PROBLEM DETAILS >> Please repeat all of the listing exactly.

INFORMATION PROVIDED >>
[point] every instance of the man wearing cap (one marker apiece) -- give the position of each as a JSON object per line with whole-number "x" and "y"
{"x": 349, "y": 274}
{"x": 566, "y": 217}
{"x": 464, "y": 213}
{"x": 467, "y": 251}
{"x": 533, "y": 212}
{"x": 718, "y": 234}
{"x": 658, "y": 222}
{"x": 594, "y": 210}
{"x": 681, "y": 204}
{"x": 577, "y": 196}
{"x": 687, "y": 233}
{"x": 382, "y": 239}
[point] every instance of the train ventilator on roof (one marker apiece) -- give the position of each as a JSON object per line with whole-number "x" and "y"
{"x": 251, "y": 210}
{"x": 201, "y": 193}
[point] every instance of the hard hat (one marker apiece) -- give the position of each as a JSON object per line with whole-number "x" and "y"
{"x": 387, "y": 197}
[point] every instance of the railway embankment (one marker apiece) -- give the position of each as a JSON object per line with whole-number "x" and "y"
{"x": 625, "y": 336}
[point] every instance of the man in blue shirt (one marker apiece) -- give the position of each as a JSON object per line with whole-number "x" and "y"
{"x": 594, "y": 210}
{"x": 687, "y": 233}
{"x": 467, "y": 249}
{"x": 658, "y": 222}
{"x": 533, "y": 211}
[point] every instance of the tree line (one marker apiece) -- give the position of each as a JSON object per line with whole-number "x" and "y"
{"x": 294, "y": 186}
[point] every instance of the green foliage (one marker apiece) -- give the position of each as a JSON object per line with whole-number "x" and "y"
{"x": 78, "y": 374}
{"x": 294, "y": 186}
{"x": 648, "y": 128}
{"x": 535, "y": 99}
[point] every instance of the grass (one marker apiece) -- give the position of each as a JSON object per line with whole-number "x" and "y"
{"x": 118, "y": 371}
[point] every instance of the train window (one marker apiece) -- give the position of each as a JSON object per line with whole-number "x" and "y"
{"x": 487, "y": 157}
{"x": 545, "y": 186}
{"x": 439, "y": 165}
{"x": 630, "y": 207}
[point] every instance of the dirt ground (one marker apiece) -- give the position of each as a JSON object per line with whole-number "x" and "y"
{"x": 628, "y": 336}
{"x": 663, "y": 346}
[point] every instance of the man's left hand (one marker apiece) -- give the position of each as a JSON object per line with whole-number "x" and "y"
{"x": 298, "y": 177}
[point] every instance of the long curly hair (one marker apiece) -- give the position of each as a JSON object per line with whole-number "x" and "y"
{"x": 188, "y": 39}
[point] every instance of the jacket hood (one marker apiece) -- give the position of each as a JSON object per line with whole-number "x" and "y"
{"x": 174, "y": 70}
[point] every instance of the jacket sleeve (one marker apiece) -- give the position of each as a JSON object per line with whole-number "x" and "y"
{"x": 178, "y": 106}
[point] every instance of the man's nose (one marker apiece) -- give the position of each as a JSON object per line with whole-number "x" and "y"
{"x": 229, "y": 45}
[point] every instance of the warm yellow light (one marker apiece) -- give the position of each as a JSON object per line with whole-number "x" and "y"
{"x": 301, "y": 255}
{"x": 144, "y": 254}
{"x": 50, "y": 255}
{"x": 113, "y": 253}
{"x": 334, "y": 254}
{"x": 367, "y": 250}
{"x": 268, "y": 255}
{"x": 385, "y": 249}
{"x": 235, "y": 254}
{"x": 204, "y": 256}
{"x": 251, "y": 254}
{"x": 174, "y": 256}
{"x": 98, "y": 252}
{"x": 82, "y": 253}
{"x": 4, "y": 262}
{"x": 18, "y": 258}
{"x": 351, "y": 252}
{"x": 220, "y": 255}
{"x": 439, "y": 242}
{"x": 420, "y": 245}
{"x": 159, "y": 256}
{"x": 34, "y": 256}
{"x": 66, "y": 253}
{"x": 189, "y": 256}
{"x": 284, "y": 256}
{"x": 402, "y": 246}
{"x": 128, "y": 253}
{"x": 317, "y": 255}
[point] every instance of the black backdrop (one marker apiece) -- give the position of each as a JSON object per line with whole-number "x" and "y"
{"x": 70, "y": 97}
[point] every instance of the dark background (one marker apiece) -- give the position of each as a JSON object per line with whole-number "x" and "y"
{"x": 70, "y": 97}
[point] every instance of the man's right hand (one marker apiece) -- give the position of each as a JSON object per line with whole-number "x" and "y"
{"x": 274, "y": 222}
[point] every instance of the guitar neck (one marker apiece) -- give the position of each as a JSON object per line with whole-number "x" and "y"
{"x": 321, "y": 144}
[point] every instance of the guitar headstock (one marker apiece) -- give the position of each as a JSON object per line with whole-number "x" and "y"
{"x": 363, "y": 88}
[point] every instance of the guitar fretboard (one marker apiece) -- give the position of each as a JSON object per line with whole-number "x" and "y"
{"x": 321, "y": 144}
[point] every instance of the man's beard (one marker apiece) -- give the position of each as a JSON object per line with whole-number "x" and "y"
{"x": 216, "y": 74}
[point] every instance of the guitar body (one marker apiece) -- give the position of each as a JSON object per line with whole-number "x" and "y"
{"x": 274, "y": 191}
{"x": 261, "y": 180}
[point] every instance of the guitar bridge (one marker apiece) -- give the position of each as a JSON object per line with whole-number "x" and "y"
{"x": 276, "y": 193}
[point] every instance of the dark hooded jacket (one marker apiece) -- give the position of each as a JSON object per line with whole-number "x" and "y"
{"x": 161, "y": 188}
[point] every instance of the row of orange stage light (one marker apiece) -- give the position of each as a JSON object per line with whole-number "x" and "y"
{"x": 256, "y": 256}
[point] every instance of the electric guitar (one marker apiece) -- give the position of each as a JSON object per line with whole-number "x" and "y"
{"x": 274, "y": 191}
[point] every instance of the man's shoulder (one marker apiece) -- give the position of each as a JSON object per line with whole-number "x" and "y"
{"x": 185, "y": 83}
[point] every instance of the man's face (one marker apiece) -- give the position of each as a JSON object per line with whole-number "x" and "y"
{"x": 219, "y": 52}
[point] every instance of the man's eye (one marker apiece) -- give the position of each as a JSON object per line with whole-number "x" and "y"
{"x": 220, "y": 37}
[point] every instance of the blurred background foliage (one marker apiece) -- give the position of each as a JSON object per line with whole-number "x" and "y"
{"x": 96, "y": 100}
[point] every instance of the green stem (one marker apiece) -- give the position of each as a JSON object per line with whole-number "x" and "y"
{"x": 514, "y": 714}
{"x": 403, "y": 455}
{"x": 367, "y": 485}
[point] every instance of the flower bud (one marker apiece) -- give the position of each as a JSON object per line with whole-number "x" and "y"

EXERCISE SOLUTION >>
[point] every instance of the man wearing cap (one marker apiece) -- give the position of each as a JSON object per line with whole-number "x" and "y"
{"x": 349, "y": 274}
{"x": 566, "y": 217}
{"x": 464, "y": 213}
{"x": 467, "y": 251}
{"x": 533, "y": 212}
{"x": 718, "y": 234}
{"x": 658, "y": 222}
{"x": 594, "y": 210}
{"x": 681, "y": 204}
{"x": 577, "y": 196}
{"x": 687, "y": 233}
{"x": 382, "y": 239}
[point] every instance of the train ventilator on roof (one marker apiece) -- give the position of each as a JSON object per line with whole-number "x" and "y"
{"x": 251, "y": 210}
{"x": 201, "y": 193}
[point] every instance of the hard hat (one marker apiece) -- give the position of each as a JSON object per line with whole-number "x" and "y"
{"x": 387, "y": 197}
[point] every instance of the railway embankment (one marker apiece) -- give the position of each as a JSON object per line with whole-number "x" and "y"
{"x": 625, "y": 336}
[point] every instance of the man in blue shirt (one marker apiece) -- give the position of each as a JSON object per line with whole-number "x" and "y"
{"x": 594, "y": 210}
{"x": 687, "y": 233}
{"x": 467, "y": 249}
{"x": 658, "y": 222}
{"x": 533, "y": 211}
[point] every instance of the tree line (one marker apiece) -- give the position of each as a JSON object per line with whole-number "x" and "y"
{"x": 294, "y": 186}
[point] every instance of the green foliage (one marker apiece) -- give the position of each as a JSON object per line with whole-number "x" and "y"
{"x": 78, "y": 374}
{"x": 294, "y": 186}
{"x": 648, "y": 128}
{"x": 535, "y": 99}
[point] every instance of the grass (one marker apiece) -- give the position of each as a JSON object per line with whole-number "x" and "y"
{"x": 118, "y": 371}
[point] every instance of the train window (one marker apiece) -- give the position of each as a JSON object per line with whole-number "x" and "y"
{"x": 487, "y": 157}
{"x": 545, "y": 186}
{"x": 439, "y": 165}
{"x": 630, "y": 207}
[point] every instance of the dirt ground (one marker apiece) -- give the position of each as a JSON object per line with whole-number "x" and "y"
{"x": 628, "y": 336}
{"x": 663, "y": 346}
[point] every instance of the man's left hand (one marker apiece) -- give the position of each as a JSON object per line with whole-number "x" and "y"
{"x": 298, "y": 177}
[point] every instance of the long curly hair (one marker apiece) -- give the position of each as a JSON object per line with whole-number "x" and "y"
{"x": 188, "y": 39}
[point] every instance of the jacket hood (one marker apiece) -- give the position of each as a JSON object per line with whole-number "x" and "y"
{"x": 174, "y": 70}
[point] every instance of the jacket sleeve (one marker apiece) -- give the position of each as a JSON object per line with whole-number "x" and "y"
{"x": 178, "y": 106}
[point] every instance of the man's nose (one marker apiece) -- give the position of each as a JSON object per line with whole-number "x" and "y"
{"x": 229, "y": 45}
[point] every instance of the warm yellow light (one marker apiece) -- give the position of each as a JSON object per line with whole-number "x" and "y"
{"x": 301, "y": 255}
{"x": 144, "y": 254}
{"x": 50, "y": 255}
{"x": 113, "y": 253}
{"x": 334, "y": 254}
{"x": 367, "y": 250}
{"x": 268, "y": 255}
{"x": 385, "y": 249}
{"x": 235, "y": 254}
{"x": 204, "y": 256}
{"x": 251, "y": 254}
{"x": 174, "y": 256}
{"x": 98, "y": 252}
{"x": 82, "y": 253}
{"x": 4, "y": 262}
{"x": 18, "y": 258}
{"x": 351, "y": 252}
{"x": 220, "y": 255}
{"x": 439, "y": 242}
{"x": 420, "y": 245}
{"x": 159, "y": 256}
{"x": 34, "y": 256}
{"x": 66, "y": 253}
{"x": 189, "y": 256}
{"x": 284, "y": 256}
{"x": 402, "y": 246}
{"x": 128, "y": 253}
{"x": 317, "y": 255}
[point] every instance of the black backdrop (one marker apiece) -- give the position of each as a JSON object per line with whole-number "x" and "y"
{"x": 70, "y": 97}
[point] every instance of the dark background (one marker apiece) -- give the position of each as a JSON object per line with whole-number "x" and "y"
{"x": 70, "y": 97}
[point] every instance of the man's right hand (one marker apiece) -- give the position of each as a JSON object per line with whole-number "x" and "y"
{"x": 274, "y": 222}
[point] every instance of the guitar neck (one marker apiece) -- give the position of each as a JSON object per line with whole-number "x" and "y"
{"x": 321, "y": 144}
[point] every instance of the guitar headstock (one marker apiece) -- give the position of each as a JSON object per line with whole-number "x" and "y"
{"x": 363, "y": 88}
[point] every instance of the guitar fretboard (one marker apiece) -- give the position of each as a JSON object per line with whole-number "x" and "y"
{"x": 321, "y": 144}
[point] every instance of the man's beard (one marker apiece) -- give the position of each as a JSON object per line with whole-number "x" and "y"
{"x": 216, "y": 74}
[point] every instance of the guitar body (one marker apiece) -- give the position of each as a JSON object per line with whole-number "x" and "y"
{"x": 274, "y": 191}
{"x": 261, "y": 180}
[point] every instance of the guitar bridge (one marker apiece) -- give the position of each as a JSON object per line with whole-number "x" and "y"
{"x": 276, "y": 193}
[point] every instance of the dark hooded jacket (one marker apiece) -- give the position of each as a JSON object per line with whole-number "x" and "y"
{"x": 161, "y": 188}
[point] every instance of the row of orange stage light (one marker apiece) -- give the position of each as a JSON object per line with whole-number "x" and "y"
{"x": 256, "y": 256}
[point] every instance of the electric guitar (one marker apiece) -- give the position of each as a JSON object per line with whole-number "x" and "y"
{"x": 274, "y": 191}
[point] every instance of the man's shoulder (one marker apiece) -- give the position of each as a JSON object per line with whole-number "x" and "y"
{"x": 185, "y": 83}
[point] every instance of the man's face (one marker apiece) -- give the position of each as a JSON object per line with whole-number "x" and "y"
{"x": 219, "y": 52}
[point] every instance of the man's eye (one marker apiece) -- give the position of each as a JSON object per line with whole-number "x" and "y"
{"x": 220, "y": 37}
[point] every instance of the blurred background foliage (one marker apiece) -- give the position of each as a JSON object per line with whole-number "x" and "y"
{"x": 96, "y": 100}
[point] every instance of the green stem (one marker apiece) -- give the position of each as a JSON object per line with whole-number "x" and "y"
{"x": 514, "y": 714}
{"x": 403, "y": 455}
{"x": 367, "y": 485}
[point] every instance of the flower bud (one marker apiece) -- give the position of each as a JSON object per line with whole-number "x" and "y"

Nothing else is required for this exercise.